### Data for processing
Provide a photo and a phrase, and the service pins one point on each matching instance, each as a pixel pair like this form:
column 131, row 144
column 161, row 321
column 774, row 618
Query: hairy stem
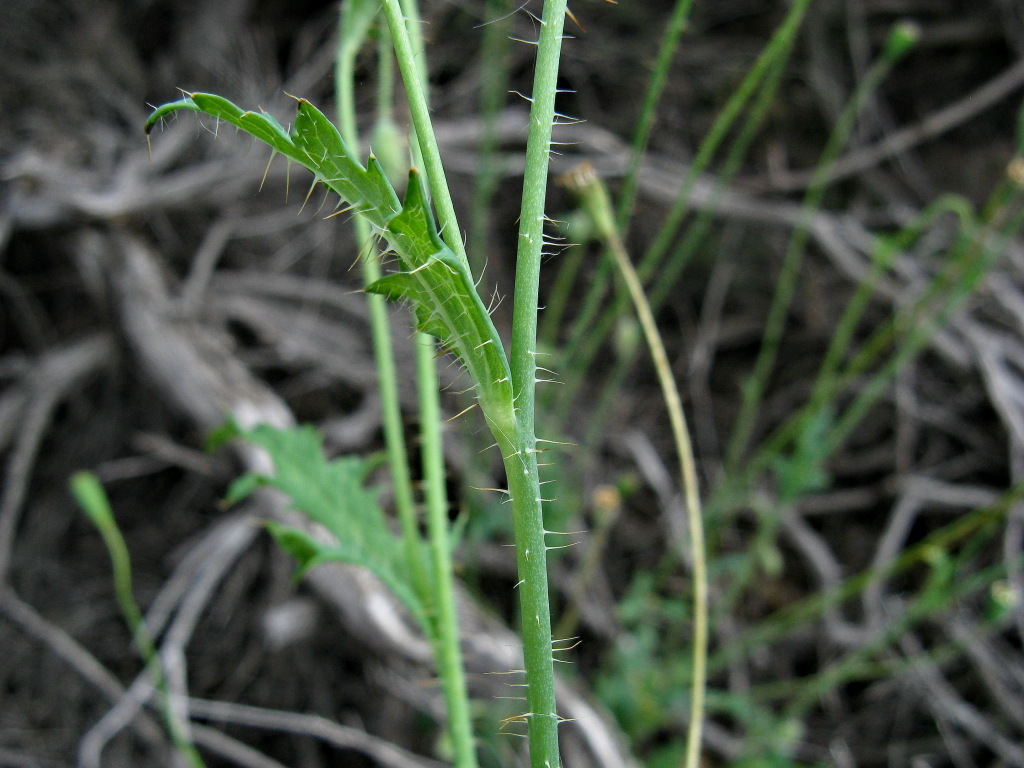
column 520, row 456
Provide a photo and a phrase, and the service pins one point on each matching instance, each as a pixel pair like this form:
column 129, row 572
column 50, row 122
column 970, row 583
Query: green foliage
column 431, row 276
column 333, row 494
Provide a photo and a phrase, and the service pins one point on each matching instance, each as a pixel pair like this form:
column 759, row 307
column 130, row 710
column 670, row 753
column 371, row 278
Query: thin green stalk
column 595, row 201
column 441, row 597
column 520, row 456
column 448, row 651
column 494, row 91
column 92, row 499
column 414, row 80
column 352, row 34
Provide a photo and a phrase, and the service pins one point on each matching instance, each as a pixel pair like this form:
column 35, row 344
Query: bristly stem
column 520, row 457
column 420, row 112
column 440, row 598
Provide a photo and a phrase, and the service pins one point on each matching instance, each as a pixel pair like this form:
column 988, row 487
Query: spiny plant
column 432, row 274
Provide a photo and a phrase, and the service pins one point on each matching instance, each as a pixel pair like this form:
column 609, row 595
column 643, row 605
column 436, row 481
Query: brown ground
column 146, row 294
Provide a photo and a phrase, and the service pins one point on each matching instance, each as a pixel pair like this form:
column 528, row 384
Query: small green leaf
column 429, row 274
column 333, row 494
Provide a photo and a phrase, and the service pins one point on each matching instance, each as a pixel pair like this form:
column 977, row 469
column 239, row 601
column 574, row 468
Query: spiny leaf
column 333, row 494
column 430, row 275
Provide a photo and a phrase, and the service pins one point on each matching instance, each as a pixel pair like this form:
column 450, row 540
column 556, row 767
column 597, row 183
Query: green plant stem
column 595, row 201
column 92, row 499
column 414, row 79
column 520, row 456
column 387, row 378
column 440, row 597
column 448, row 650
column 494, row 91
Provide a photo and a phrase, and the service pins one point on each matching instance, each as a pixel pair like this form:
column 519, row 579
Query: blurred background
column 830, row 237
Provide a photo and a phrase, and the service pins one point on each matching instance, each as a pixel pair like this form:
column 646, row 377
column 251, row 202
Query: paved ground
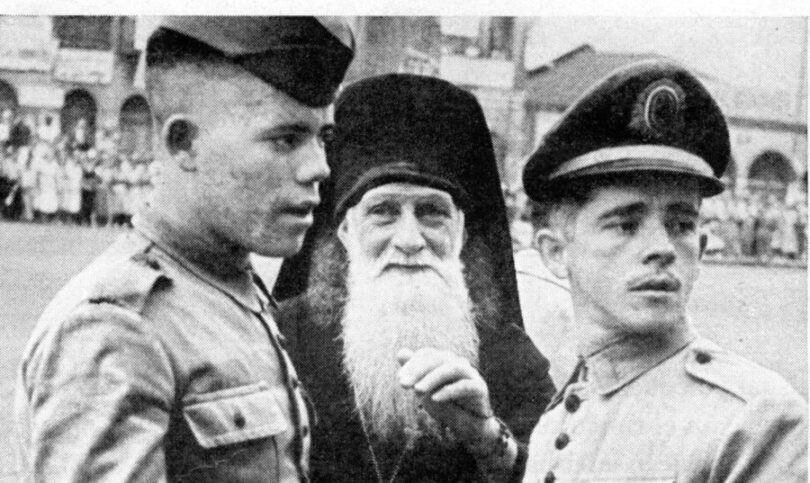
column 755, row 311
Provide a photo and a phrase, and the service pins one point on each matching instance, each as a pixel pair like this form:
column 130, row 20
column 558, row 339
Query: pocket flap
column 234, row 415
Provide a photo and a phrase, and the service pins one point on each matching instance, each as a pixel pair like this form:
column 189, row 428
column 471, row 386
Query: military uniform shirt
column 679, row 410
column 147, row 368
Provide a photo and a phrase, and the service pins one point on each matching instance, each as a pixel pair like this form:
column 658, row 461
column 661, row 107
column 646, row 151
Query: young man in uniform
column 625, row 170
column 409, row 264
column 161, row 361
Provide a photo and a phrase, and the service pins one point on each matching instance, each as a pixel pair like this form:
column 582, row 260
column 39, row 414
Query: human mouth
column 408, row 267
column 301, row 210
column 665, row 283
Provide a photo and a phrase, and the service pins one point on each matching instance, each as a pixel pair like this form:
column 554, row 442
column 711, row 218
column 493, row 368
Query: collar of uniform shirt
column 243, row 291
column 614, row 366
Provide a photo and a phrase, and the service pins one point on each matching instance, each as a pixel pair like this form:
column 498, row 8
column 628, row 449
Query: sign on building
column 27, row 43
column 48, row 97
column 86, row 66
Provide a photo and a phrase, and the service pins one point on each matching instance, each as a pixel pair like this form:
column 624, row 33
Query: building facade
column 60, row 69
column 768, row 128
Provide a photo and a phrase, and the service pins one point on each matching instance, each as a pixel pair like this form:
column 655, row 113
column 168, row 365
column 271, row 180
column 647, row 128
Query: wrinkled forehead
column 403, row 193
column 652, row 191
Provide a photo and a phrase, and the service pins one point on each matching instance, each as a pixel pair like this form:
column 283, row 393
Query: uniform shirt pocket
column 234, row 415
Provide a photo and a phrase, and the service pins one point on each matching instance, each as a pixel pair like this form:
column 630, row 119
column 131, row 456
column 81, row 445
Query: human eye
column 326, row 135
column 433, row 212
column 384, row 210
column 622, row 225
column 683, row 226
column 285, row 142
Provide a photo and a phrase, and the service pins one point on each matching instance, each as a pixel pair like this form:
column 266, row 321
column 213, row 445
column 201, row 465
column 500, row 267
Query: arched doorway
column 500, row 147
column 135, row 122
column 8, row 97
column 771, row 171
column 79, row 104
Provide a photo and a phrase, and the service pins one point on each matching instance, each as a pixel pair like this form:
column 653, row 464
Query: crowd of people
column 65, row 178
column 762, row 226
column 48, row 177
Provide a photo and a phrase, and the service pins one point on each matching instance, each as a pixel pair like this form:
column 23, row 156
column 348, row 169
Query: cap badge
column 658, row 112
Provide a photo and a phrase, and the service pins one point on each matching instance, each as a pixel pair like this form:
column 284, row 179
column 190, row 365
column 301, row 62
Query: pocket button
column 239, row 420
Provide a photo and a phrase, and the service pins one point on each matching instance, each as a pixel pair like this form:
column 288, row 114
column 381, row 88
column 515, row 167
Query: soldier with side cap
column 624, row 172
column 161, row 361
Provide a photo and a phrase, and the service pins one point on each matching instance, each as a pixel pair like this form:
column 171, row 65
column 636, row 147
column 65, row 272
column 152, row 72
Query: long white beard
column 391, row 311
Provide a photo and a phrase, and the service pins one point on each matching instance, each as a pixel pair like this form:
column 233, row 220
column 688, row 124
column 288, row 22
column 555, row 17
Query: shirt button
column 572, row 403
column 239, row 420
column 562, row 441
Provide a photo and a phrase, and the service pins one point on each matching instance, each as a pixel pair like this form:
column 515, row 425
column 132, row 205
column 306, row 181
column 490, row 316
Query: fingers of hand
column 463, row 389
column 421, row 363
column 444, row 374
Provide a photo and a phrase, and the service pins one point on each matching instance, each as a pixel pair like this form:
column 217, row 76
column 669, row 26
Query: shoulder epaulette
column 129, row 283
column 735, row 375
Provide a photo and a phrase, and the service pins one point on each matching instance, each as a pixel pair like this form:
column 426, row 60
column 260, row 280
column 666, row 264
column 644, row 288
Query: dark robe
column 515, row 372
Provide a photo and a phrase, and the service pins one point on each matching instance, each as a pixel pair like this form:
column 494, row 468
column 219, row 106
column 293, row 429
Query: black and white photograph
column 404, row 245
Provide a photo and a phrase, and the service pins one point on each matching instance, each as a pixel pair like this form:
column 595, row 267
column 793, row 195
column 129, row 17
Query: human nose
column 408, row 236
column 659, row 248
column 312, row 167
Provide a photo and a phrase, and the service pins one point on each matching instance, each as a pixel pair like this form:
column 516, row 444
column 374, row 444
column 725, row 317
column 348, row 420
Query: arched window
column 135, row 122
column 771, row 171
column 79, row 104
column 8, row 97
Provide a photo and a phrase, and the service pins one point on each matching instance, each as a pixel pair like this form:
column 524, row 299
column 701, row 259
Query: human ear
column 553, row 248
column 178, row 136
column 343, row 229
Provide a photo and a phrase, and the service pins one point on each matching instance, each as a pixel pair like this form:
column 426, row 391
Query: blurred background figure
column 545, row 300
column 48, row 183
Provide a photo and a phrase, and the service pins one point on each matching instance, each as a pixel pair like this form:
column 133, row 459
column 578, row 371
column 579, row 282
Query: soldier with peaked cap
column 409, row 264
column 161, row 361
column 624, row 172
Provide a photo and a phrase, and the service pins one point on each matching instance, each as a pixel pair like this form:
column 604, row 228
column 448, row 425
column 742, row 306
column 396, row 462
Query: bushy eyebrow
column 632, row 209
column 416, row 198
column 683, row 209
column 294, row 128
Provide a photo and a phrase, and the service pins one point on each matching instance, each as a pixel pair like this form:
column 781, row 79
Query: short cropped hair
column 559, row 209
column 174, row 63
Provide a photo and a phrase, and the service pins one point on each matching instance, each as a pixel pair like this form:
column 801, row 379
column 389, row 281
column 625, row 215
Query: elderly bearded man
column 409, row 262
column 161, row 361
column 624, row 172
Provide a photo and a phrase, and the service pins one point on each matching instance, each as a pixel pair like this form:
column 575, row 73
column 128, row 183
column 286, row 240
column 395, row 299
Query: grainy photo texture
column 403, row 249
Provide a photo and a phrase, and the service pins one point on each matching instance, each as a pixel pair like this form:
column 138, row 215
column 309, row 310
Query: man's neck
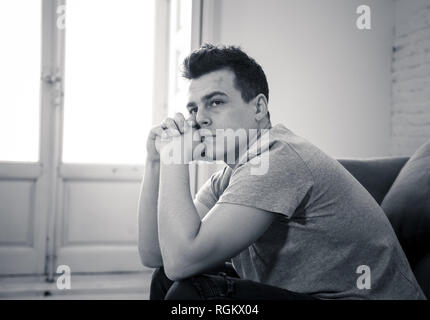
column 251, row 140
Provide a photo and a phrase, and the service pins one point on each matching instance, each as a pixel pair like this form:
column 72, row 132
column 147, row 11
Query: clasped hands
column 176, row 141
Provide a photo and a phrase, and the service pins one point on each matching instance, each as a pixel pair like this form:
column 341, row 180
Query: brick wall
column 411, row 77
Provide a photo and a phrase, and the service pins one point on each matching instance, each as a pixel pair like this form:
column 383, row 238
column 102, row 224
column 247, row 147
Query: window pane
column 20, row 34
column 108, row 81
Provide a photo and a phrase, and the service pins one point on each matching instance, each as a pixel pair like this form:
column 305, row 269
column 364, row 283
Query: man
column 298, row 230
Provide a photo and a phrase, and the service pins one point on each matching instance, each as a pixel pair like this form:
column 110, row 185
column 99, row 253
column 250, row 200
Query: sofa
column 401, row 186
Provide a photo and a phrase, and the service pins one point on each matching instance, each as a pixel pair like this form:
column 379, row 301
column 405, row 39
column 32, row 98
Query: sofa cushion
column 407, row 205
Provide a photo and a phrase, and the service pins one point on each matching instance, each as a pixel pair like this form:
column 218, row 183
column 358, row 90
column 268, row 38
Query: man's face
column 220, row 111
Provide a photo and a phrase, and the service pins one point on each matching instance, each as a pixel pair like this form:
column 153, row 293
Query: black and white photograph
column 229, row 151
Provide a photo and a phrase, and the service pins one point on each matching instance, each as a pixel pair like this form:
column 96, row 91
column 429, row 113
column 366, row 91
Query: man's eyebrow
column 207, row 97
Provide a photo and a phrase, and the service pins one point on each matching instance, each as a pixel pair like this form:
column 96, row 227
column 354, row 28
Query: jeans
column 219, row 284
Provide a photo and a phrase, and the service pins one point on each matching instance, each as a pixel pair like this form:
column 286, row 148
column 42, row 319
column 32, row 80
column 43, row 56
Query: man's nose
column 202, row 120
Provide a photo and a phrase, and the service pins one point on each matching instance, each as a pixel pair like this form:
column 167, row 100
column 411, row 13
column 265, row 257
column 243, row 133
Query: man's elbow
column 175, row 273
column 150, row 260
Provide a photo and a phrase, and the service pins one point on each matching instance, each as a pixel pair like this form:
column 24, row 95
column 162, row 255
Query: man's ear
column 261, row 107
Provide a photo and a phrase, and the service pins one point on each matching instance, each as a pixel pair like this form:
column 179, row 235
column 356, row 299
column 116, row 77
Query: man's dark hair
column 250, row 78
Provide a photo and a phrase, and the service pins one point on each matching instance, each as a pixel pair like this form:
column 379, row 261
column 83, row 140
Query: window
column 20, row 26
column 108, row 80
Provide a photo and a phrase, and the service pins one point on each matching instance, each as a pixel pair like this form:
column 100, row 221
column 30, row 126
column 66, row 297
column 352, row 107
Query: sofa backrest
column 376, row 175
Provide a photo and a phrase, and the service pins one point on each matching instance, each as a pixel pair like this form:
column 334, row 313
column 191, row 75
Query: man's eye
column 216, row 102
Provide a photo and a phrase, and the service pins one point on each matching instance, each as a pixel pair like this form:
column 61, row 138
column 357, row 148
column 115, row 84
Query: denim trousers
column 219, row 284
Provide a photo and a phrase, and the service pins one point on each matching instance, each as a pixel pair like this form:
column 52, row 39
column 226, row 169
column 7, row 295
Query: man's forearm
column 149, row 247
column 178, row 219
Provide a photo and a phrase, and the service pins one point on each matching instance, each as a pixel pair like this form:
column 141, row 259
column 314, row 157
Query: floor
column 117, row 286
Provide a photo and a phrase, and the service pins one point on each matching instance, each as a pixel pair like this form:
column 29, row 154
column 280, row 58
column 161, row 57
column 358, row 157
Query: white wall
column 329, row 82
column 411, row 76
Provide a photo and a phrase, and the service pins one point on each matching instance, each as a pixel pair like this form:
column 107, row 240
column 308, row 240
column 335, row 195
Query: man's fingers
column 170, row 127
column 179, row 121
column 156, row 131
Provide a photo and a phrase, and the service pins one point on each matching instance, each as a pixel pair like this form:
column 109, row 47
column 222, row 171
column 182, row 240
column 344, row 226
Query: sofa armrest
column 377, row 174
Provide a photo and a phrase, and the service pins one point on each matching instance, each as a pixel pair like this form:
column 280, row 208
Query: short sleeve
column 280, row 189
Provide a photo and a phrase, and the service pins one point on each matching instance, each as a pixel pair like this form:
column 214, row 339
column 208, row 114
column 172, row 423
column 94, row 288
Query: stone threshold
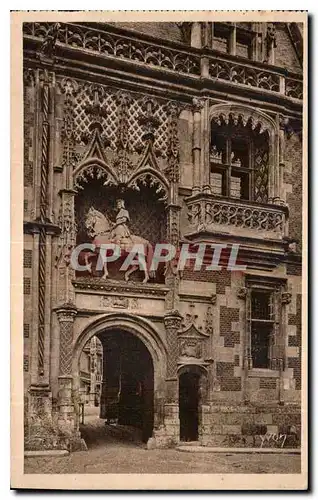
column 215, row 449
column 46, row 453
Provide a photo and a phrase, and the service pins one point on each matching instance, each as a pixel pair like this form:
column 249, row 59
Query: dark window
column 231, row 172
column 26, row 286
column 27, row 258
column 239, row 160
column 262, row 328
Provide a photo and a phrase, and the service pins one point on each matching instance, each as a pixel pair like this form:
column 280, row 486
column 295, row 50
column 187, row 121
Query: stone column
column 205, row 147
column 196, row 148
column 66, row 420
column 244, row 294
column 103, row 397
column 172, row 321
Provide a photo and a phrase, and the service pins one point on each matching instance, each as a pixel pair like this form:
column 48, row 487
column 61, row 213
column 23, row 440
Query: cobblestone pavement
column 116, row 450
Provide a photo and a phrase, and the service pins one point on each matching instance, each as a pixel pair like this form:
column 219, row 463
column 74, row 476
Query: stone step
column 46, row 453
column 210, row 449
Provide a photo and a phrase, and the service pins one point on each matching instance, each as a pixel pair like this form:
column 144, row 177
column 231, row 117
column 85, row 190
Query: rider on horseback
column 120, row 233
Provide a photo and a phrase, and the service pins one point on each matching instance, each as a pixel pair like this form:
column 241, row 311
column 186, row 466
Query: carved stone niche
column 192, row 344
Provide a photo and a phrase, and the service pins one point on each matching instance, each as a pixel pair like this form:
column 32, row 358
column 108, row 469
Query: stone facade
column 198, row 127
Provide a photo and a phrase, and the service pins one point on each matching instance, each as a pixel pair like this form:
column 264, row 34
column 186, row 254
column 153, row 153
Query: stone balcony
column 116, row 43
column 208, row 213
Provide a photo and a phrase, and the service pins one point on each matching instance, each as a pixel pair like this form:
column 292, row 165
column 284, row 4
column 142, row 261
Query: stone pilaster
column 66, row 317
column 196, row 145
column 172, row 323
column 244, row 294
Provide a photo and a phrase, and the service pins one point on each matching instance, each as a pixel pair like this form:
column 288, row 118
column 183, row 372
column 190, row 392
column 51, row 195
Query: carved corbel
column 48, row 47
column 241, row 293
column 286, row 298
column 213, row 299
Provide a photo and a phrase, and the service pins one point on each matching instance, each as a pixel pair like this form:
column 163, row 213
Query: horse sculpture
column 100, row 228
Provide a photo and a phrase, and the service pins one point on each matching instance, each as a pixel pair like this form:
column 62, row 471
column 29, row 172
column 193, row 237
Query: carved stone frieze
column 286, row 298
column 48, row 47
column 119, row 302
column 241, row 293
column 207, row 213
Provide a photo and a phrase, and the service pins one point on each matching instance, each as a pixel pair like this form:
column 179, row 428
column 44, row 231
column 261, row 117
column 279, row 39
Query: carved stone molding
column 66, row 315
column 213, row 298
column 244, row 115
column 241, row 293
column 119, row 302
column 172, row 322
column 286, row 298
column 146, row 290
column 209, row 321
column 48, row 47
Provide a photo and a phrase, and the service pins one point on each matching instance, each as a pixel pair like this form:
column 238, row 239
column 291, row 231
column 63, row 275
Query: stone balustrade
column 171, row 56
column 216, row 214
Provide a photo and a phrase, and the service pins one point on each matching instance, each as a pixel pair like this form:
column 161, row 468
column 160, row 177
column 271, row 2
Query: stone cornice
column 90, row 285
column 31, row 227
column 172, row 80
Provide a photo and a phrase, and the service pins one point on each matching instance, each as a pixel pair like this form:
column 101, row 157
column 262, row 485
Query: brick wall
column 168, row 31
column 225, row 375
column 285, row 55
column 295, row 340
column 28, row 121
column 293, row 176
column 222, row 278
column 227, row 316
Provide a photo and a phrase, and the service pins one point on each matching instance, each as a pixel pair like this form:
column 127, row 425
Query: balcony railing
column 238, row 217
column 171, row 56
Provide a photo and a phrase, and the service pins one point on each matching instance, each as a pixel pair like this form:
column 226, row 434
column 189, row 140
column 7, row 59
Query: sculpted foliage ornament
column 49, row 44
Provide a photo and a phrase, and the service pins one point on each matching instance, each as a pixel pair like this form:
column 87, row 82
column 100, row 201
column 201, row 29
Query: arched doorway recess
column 192, row 395
column 136, row 359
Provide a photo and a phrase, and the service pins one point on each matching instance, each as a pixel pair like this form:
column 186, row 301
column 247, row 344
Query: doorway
column 127, row 395
column 189, row 385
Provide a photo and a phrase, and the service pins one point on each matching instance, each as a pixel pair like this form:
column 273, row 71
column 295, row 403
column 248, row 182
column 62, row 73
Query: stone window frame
column 233, row 35
column 264, row 122
column 230, row 168
column 277, row 286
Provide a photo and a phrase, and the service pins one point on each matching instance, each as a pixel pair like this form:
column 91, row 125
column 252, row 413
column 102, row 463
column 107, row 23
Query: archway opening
column 126, row 396
column 189, row 400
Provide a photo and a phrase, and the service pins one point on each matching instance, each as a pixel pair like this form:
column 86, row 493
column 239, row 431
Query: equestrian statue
column 104, row 231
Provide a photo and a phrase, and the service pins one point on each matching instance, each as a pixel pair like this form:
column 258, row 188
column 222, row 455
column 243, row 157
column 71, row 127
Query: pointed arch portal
column 134, row 360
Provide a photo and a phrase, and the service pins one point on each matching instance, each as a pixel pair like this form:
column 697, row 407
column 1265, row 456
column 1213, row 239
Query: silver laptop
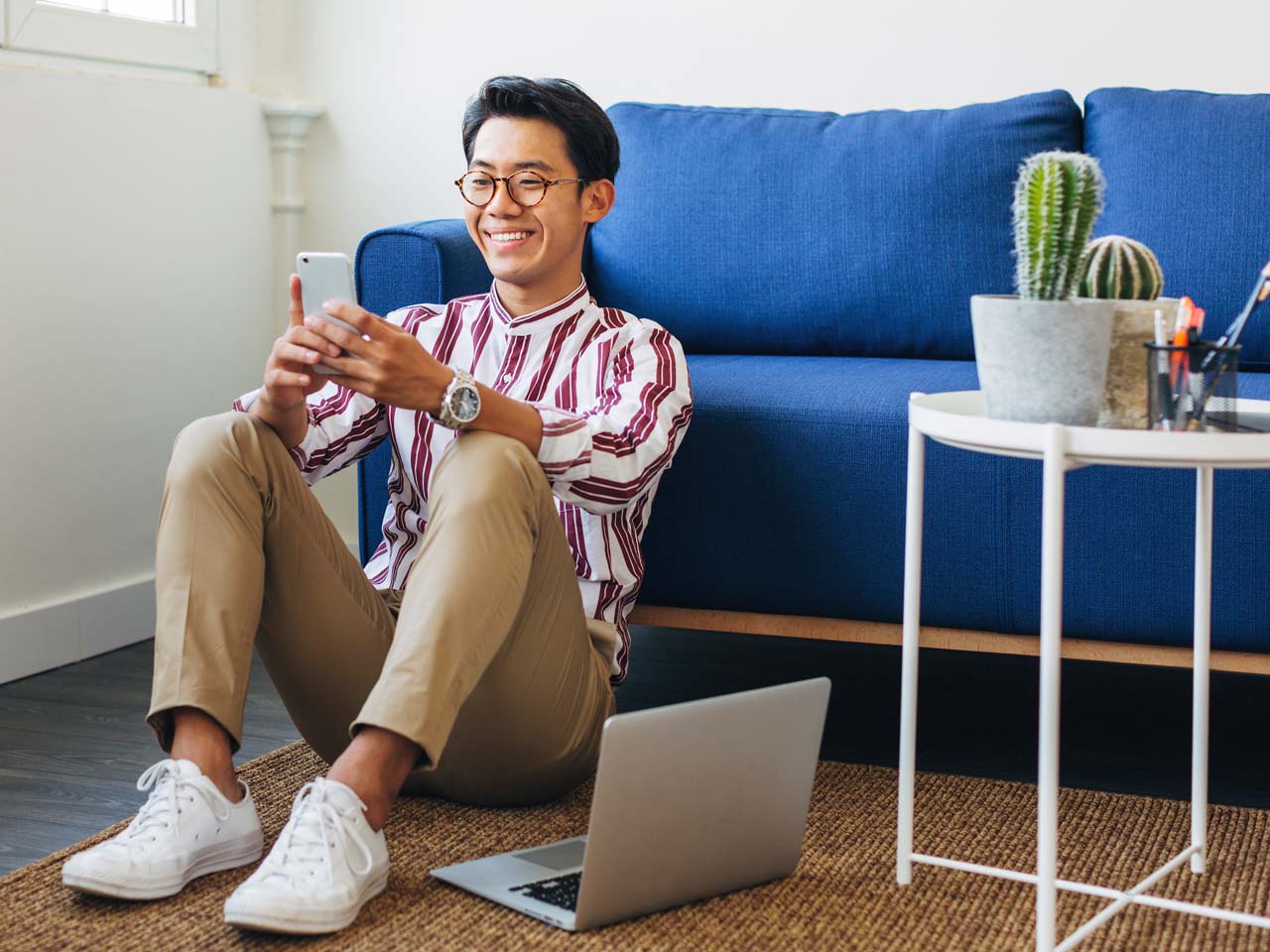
column 691, row 800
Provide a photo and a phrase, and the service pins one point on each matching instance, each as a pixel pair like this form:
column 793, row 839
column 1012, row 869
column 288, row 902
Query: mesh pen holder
column 1193, row 388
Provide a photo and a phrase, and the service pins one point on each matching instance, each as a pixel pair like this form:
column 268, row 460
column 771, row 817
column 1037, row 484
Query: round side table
column 957, row 419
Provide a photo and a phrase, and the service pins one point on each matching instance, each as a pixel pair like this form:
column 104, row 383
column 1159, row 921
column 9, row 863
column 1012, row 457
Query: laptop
column 691, row 801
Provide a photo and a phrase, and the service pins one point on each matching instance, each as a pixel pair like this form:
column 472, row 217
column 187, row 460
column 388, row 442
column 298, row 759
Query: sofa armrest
column 425, row 262
column 418, row 263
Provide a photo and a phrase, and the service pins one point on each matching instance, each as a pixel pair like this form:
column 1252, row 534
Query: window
column 180, row 35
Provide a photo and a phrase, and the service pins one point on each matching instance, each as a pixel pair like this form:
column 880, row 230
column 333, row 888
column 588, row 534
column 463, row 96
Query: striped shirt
column 615, row 399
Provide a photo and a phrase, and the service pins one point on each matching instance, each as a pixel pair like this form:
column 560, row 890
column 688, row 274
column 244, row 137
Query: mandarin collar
column 545, row 317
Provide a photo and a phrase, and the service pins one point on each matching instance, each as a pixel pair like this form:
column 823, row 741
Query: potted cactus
column 1042, row 354
column 1124, row 271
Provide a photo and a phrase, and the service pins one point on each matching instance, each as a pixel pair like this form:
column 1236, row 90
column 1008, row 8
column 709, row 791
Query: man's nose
column 502, row 200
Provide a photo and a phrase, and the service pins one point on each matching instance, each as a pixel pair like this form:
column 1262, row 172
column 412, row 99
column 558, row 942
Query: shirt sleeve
column 343, row 426
column 603, row 457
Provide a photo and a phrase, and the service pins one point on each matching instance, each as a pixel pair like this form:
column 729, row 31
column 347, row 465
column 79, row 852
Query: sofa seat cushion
column 789, row 498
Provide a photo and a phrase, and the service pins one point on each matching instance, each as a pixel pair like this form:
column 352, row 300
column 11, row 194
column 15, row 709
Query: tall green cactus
column 1057, row 198
column 1115, row 267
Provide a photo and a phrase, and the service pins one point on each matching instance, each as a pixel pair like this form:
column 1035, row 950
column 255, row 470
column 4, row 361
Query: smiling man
column 474, row 657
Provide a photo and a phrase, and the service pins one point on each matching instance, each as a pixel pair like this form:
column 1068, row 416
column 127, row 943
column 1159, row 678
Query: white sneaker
######
Request
Report each line of the material above that contains the word "fingers", copying every such line in full.

Result of the task
Query: fingers of hand
Query: man's fingers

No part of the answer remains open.